> _SUPPLIED TEXT_:
+++++

Monday, November 28, 2011

Achievement Unlocked: Archival Immortality

You may have read my post about going to the King of Tattoo convention in Tokyo last month. It was hosted by Tattoo Burst magazine, and the issue covering the con is out now.



I was in the pinup contest, and they put my picture in the magazine!


IMMORTALITY ACHIEVED!

...archived along with the hundreds of other faces and tattoos in the history of this magazine, written in a language I can't read. 

It's a start.  (^-^)

Tuesday, November 22, 2011

Adventures in Oz: Sydney (Part 6 of 6)

Link to Part 1: Cairns
Link to Part 2: Great Barrier Reef
Link to Part 3: Port Douglas
Link to Part 4: Australia Zoo
Link to Part 5: Tamborine Mountain and Surfer's Paradise

Between Surfer's Paradise and Sydney we stopped to visit some friends of the family. They brought us to visit a national park area called the Blue Hole (not sure why it's called that). It's one of those areas that has a lot of depth in the vista (and a tall waterfall), but pictures don't quite capture it.

There may also be a small population of wild easels.


Also a small population of McDirties, known to hang out around lookout points.

We had a great time and we hope to see them again sometime, but there was more driving to be done.


This camper van worked out really well for us. Here I am eating breakfast at the table. Cairns was nice and tropical, tee-shirt weather all the time. By the time we got to Sydney the climate had worked its way into early spring, complete with all the rain and cold. Hmph.

We actually had a pretty good setup. During the day this area was bench seats and a table (and our luggage), at night everything folded down into a bed. Opening the back door revealed a small kitchen area complete with sink, gas burner, refrigerator/freezer, storage for pots and pans (included in the rental), and a rack for the glasses and coffee mugs.
We saw a fair amount of other camper vans on the road, but the company we went with was the most popular. We'd choose them again.



Lots of roads cut straight into rock around Sydney. How long must that have taken?


Sydney is much more populated than everything else we've seen except the Brisbane/Gold Coast area. Definitely more concentrated.


We walked around downtown for a while. It's a nice little city (compared to Tokyo, most cities will probably feel small to us), although the general vibe is much more angry than the rest of Australia that we saw. I even saw a woman eating a soft serve ice cream cone that looked furious. You're not allowed to be angry when you have an ice cream cone! It's against the rules!

We came across a statue of a boar in front of the Sydney hospital with a sign explaining that it's good luck to rub the snout.

Although, judging from the polished-looking areas, apparently the snout isn't the only thing that's good luck.
I only touched the snout. I consider myself lucky enough.

There's a very nice park in the middle of the city, too.

The fountain is surrounded by a few characters from Greek mythology, and some turtles spouting what I feel is an unfairly forcible stream of water. It makes it look like they've had a really rough night of drinking.

+++++

Reproduce the stretch of the blog posts from "I was in the" through "a start.  (^-^)", word for word.

> _ENTRIES SHOWN_:

+++++

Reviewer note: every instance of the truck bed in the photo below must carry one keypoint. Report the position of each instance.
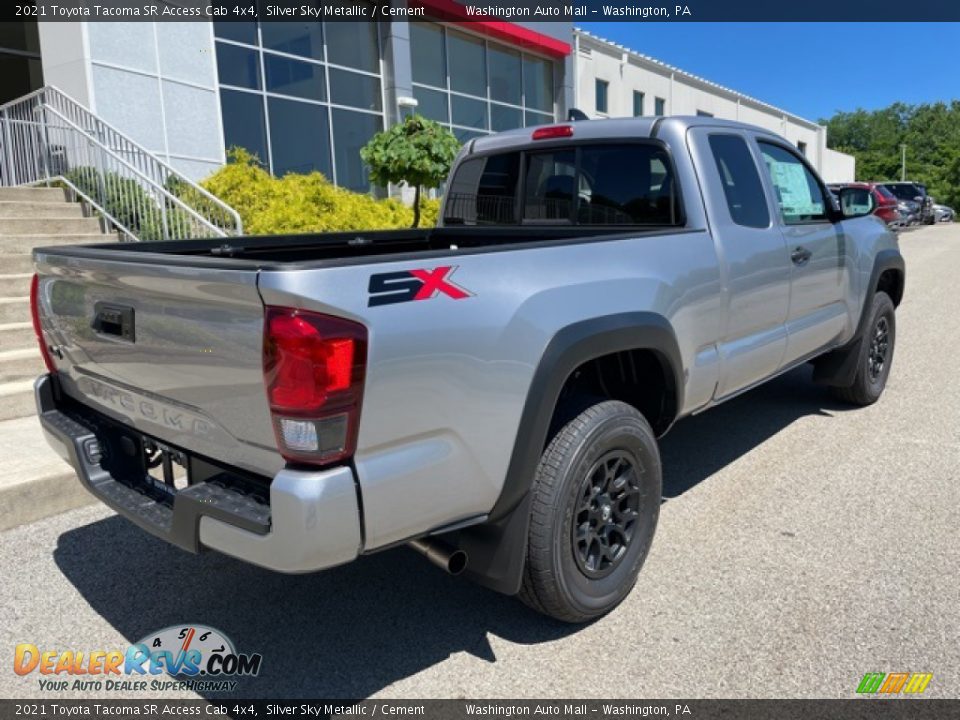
(341, 247)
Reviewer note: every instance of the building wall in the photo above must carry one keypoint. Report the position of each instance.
(155, 82)
(179, 89)
(838, 167)
(683, 94)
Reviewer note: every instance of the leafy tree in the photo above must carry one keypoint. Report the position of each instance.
(418, 152)
(930, 131)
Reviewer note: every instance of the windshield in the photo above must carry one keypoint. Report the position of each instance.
(904, 191)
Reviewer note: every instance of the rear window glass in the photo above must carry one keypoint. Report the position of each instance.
(603, 184)
(740, 180)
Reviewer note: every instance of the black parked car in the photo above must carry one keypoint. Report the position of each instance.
(911, 192)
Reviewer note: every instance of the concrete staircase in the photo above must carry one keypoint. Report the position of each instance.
(34, 482)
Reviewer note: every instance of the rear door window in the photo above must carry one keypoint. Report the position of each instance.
(593, 184)
(799, 194)
(740, 180)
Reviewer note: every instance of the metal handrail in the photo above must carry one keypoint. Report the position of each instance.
(48, 137)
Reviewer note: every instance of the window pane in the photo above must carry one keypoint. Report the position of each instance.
(426, 54)
(468, 72)
(18, 76)
(472, 113)
(740, 180)
(299, 137)
(20, 35)
(504, 75)
(626, 185)
(237, 31)
(465, 135)
(537, 119)
(538, 83)
(550, 187)
(601, 92)
(432, 104)
(505, 118)
(354, 45)
(351, 131)
(355, 90)
(243, 124)
(798, 193)
(238, 66)
(305, 39)
(290, 77)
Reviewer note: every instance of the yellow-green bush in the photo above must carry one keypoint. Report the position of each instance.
(305, 203)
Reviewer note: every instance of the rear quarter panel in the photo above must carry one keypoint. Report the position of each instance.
(447, 379)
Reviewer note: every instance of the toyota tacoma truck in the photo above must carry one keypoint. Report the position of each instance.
(489, 391)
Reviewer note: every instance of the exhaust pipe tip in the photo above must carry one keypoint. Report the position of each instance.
(452, 560)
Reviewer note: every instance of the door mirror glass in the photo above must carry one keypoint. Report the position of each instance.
(856, 202)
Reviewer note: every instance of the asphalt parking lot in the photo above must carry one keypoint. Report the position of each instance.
(801, 545)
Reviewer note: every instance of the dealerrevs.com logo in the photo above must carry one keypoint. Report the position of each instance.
(201, 658)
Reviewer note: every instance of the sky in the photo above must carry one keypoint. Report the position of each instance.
(810, 69)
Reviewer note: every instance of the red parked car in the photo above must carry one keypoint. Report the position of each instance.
(885, 200)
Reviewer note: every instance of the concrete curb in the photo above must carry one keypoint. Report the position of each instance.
(40, 497)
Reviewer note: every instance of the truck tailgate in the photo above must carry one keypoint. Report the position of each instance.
(173, 351)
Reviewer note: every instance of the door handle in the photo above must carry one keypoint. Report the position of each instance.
(800, 255)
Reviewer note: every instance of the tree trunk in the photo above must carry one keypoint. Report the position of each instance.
(416, 207)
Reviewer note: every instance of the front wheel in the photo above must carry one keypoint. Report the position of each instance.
(596, 500)
(876, 354)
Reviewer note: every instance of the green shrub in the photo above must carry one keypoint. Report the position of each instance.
(295, 203)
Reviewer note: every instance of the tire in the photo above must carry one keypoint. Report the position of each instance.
(572, 572)
(871, 379)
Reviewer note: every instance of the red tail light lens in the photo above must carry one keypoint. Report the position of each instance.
(553, 131)
(314, 367)
(37, 328)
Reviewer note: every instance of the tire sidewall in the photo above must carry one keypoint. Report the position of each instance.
(623, 431)
(882, 307)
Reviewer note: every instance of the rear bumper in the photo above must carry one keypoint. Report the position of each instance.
(312, 520)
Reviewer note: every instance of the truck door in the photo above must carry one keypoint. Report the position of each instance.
(754, 260)
(819, 267)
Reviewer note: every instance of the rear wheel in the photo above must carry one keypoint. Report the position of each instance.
(876, 354)
(596, 500)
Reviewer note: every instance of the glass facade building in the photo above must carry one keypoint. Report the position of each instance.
(308, 96)
(301, 96)
(476, 86)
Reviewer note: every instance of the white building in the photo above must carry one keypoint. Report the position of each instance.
(614, 81)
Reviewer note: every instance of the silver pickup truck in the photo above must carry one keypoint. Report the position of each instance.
(489, 391)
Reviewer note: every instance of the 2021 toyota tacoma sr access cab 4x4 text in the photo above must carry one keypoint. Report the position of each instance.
(491, 390)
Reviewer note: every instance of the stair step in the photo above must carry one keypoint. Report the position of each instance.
(35, 482)
(15, 309)
(15, 336)
(23, 364)
(48, 226)
(31, 194)
(15, 262)
(16, 399)
(15, 284)
(26, 243)
(26, 210)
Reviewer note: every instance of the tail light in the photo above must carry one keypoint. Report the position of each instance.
(314, 367)
(552, 131)
(35, 316)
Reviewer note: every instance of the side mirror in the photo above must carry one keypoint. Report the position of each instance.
(856, 202)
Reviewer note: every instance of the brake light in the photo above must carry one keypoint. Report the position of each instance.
(37, 328)
(314, 367)
(553, 131)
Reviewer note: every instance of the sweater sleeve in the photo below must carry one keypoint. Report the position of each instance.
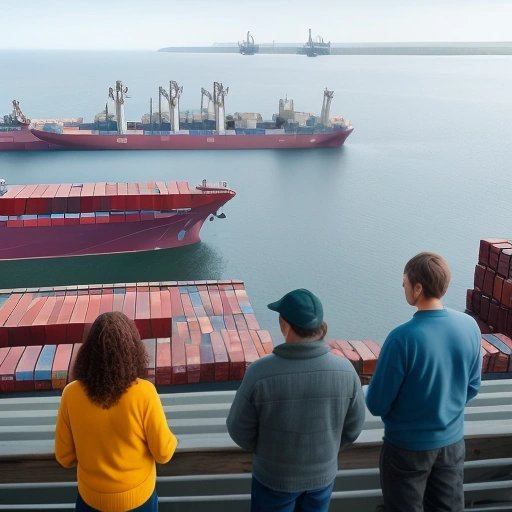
(387, 379)
(161, 441)
(65, 452)
(475, 375)
(354, 420)
(242, 420)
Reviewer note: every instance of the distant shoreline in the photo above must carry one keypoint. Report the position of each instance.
(495, 48)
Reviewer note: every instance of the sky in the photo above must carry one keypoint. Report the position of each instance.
(154, 24)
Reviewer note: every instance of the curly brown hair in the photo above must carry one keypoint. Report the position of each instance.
(110, 359)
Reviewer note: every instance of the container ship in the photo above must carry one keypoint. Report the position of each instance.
(70, 219)
(15, 134)
(210, 128)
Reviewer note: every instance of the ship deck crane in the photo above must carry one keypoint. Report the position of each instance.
(118, 96)
(18, 115)
(219, 93)
(326, 107)
(208, 95)
(173, 98)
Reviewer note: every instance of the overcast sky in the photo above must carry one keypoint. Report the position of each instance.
(153, 24)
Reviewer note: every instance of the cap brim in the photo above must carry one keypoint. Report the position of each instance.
(274, 306)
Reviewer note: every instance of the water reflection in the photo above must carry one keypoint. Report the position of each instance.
(196, 262)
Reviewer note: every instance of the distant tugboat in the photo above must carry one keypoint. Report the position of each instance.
(315, 47)
(248, 47)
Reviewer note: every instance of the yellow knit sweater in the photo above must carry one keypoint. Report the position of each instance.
(114, 449)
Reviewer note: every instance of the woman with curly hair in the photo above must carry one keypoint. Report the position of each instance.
(111, 423)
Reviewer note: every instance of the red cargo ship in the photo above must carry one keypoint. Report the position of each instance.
(15, 134)
(40, 221)
(210, 128)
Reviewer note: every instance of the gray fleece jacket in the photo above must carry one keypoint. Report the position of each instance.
(293, 410)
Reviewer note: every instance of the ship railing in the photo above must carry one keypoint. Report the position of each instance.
(210, 473)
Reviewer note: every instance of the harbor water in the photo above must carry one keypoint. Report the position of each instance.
(426, 168)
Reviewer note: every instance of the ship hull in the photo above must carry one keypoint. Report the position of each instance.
(89, 239)
(21, 140)
(330, 139)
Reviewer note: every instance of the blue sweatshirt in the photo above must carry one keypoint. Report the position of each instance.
(428, 369)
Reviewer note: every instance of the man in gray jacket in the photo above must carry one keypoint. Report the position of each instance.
(294, 410)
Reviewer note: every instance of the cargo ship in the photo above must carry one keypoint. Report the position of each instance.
(315, 47)
(15, 134)
(248, 47)
(73, 219)
(209, 128)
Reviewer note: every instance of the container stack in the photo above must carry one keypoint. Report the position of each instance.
(490, 302)
(194, 332)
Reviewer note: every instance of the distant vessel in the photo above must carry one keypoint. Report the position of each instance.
(209, 128)
(248, 47)
(315, 47)
(15, 134)
(71, 219)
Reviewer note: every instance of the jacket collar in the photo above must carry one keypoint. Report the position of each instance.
(305, 350)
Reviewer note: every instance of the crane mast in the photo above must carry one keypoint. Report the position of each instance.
(219, 94)
(326, 107)
(118, 97)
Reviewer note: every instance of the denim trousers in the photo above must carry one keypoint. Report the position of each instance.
(422, 481)
(151, 505)
(264, 499)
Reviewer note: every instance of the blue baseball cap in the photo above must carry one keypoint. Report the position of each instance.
(301, 308)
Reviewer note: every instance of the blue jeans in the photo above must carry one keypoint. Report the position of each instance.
(264, 499)
(151, 505)
(422, 481)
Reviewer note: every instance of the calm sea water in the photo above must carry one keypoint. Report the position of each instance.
(427, 168)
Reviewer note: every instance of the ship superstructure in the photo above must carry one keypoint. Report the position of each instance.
(72, 219)
(207, 128)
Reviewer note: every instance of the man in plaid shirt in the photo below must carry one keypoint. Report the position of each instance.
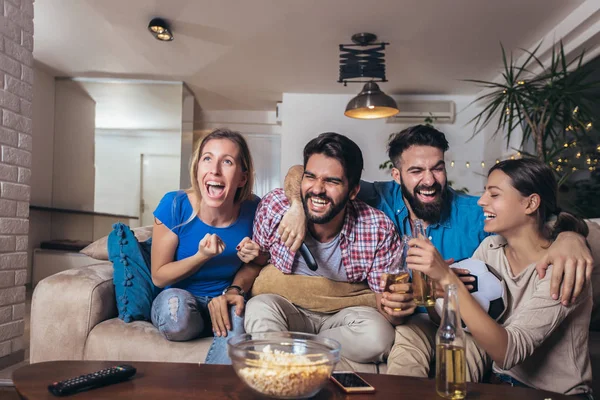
(350, 241)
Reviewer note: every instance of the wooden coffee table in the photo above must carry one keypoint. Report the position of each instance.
(207, 382)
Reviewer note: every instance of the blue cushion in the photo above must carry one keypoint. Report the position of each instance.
(132, 276)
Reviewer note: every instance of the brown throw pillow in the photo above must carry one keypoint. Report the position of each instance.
(313, 293)
(99, 248)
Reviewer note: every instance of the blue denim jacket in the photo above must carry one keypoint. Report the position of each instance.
(459, 231)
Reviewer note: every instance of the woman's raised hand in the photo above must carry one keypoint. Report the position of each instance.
(248, 250)
(211, 245)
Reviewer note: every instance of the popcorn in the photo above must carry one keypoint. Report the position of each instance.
(281, 374)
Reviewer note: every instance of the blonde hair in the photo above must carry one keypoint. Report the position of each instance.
(242, 194)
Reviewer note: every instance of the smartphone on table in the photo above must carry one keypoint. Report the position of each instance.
(351, 382)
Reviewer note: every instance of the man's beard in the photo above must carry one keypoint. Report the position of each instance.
(429, 212)
(333, 212)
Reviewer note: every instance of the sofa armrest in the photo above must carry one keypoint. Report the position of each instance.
(65, 308)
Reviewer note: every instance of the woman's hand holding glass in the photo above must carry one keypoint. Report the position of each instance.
(424, 257)
(218, 308)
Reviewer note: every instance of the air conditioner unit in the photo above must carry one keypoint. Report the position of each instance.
(441, 112)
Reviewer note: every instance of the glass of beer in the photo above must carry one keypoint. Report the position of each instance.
(423, 288)
(398, 271)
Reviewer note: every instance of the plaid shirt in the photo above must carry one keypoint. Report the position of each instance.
(368, 239)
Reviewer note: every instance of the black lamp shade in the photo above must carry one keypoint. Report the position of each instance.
(371, 103)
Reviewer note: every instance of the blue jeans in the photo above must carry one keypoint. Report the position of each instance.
(181, 316)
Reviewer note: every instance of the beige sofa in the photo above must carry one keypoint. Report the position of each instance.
(74, 317)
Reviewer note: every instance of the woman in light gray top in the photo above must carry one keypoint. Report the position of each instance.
(539, 343)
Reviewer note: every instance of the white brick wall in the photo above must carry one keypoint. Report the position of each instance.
(16, 94)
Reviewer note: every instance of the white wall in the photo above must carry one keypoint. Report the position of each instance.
(305, 116)
(74, 127)
(187, 136)
(118, 166)
(43, 137)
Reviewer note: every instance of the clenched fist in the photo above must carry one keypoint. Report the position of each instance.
(248, 250)
(211, 245)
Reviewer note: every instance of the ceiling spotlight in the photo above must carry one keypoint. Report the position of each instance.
(159, 28)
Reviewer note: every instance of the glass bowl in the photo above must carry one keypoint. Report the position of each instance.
(284, 365)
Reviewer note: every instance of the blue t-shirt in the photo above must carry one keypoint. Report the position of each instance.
(459, 231)
(217, 273)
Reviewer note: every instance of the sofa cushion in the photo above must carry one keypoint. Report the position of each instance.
(99, 248)
(132, 277)
(593, 240)
(594, 346)
(116, 340)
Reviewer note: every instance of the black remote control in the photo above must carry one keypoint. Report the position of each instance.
(104, 377)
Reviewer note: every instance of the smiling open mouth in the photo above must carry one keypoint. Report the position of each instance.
(489, 216)
(427, 195)
(214, 188)
(318, 203)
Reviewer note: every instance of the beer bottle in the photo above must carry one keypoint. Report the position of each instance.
(423, 289)
(450, 369)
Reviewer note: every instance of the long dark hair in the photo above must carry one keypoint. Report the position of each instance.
(529, 176)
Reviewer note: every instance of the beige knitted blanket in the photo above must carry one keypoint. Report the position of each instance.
(313, 292)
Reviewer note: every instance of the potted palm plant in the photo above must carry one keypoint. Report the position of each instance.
(551, 104)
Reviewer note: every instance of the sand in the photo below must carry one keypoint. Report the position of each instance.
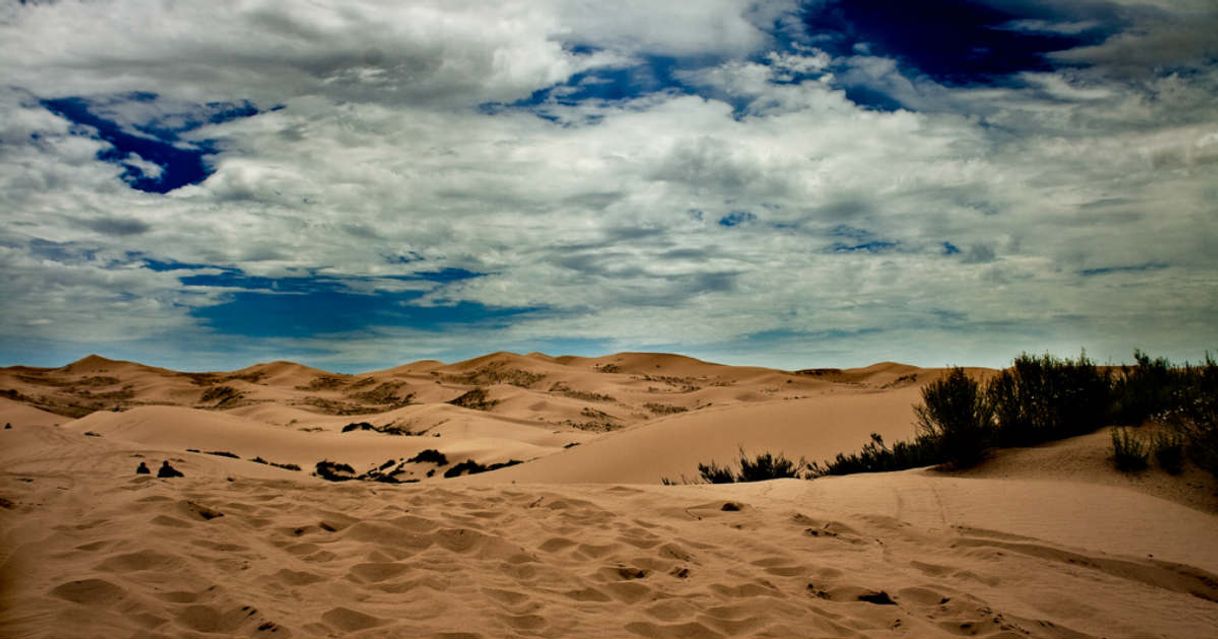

+++++

> _FINISHED EXERCISE_:
I was in the pinup contest, and they put my picture in the magazine!


IMMORTALITY ACHIEVED!

...archived along with the hundreds of other faces and tattoos in the history of this magazine, written in a language I can't read. 

It's a start.  (^-^)